# DESCRIPTION OF THE TASK
Do these statements agree with the column below on the Roche brothers? Answer each with yes or no and quote the deciding words. (a) William John Lane was elected MP for Cork City in the 1880s. (b) Gladstone's Home Rule Bill passed in 1886. (c) The inset picture shows Jerry Roche.

# SELECTED EXCERPT

===

John Arnold: Chats and tunes I recorded with Roche brothers... 50 years ago

We fuss and fooster over many things, often minor irritants, in truth, life is easier now than when the ‘stirabout’ was all that was on ‘the menu’ of our forefathers, writes JOHN ARNOLD. 
John Arnold: Chats and tunes I recorded with Roche brothers... 50 years ago

Johnny Roche playing the accordion. Inset: His brother Jerry Roche

William John Lane was elected MP for Cork City in the 1880s. There were general elections to Westminster in both 1885 and the following year.

With Charles Stewart Parnell in the ascendancy at the head of the Irish Party, great hope was held out for a form of Home Rule for Ireland.

British Prime Minister William Gladstone put forward his Home Rule Bill, but on June 8, 1886, it was defeated by 343 votes to 313.

===

# DATA RECORDS

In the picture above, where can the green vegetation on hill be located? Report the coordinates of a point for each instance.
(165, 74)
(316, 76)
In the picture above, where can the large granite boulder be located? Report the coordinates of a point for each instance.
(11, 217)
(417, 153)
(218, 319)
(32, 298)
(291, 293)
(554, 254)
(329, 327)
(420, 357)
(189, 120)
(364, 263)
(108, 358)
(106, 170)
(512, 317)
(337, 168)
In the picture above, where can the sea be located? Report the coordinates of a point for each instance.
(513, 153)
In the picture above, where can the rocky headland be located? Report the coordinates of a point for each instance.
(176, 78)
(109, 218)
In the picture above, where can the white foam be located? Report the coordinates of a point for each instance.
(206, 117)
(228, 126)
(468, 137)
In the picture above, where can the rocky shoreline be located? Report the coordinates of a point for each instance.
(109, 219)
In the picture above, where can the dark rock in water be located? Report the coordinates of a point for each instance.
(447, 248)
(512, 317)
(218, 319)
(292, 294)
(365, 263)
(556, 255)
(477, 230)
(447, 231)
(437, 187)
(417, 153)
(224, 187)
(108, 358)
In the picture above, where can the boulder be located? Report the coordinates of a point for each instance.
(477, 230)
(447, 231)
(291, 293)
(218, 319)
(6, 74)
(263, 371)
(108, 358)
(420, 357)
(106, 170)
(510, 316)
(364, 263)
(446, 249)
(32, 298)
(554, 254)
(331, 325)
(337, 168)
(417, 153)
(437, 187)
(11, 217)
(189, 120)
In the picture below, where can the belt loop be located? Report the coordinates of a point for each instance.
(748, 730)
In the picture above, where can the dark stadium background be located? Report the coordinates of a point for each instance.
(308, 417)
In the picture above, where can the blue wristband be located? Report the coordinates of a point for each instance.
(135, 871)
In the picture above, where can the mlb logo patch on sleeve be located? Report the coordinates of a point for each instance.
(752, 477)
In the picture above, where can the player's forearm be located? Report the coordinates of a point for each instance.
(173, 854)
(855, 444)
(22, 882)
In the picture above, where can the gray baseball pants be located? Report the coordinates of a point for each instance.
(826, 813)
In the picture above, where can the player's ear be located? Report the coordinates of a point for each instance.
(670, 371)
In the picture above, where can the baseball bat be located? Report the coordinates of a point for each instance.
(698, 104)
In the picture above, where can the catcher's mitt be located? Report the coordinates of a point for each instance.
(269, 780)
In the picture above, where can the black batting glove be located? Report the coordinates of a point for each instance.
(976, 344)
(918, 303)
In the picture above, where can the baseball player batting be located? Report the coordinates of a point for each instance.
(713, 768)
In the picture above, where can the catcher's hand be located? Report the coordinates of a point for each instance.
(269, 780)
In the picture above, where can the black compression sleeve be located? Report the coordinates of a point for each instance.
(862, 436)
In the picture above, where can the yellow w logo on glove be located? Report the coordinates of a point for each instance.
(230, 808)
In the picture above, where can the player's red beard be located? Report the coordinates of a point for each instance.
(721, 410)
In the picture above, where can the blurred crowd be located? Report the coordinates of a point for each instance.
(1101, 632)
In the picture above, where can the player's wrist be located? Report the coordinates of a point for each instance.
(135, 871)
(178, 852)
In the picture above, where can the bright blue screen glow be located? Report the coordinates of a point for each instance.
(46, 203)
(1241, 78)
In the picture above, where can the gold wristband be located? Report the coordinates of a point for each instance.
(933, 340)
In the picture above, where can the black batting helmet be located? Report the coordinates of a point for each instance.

===

# TASK ANSWER
(a) Yes: "William John Lane was elected MP for Cork City in the 1880s."
(b) No: "on June 8, 1886, it was defeated by 343 votes to 313."
(c) Yes: "Inset: His brother Jerry Roche"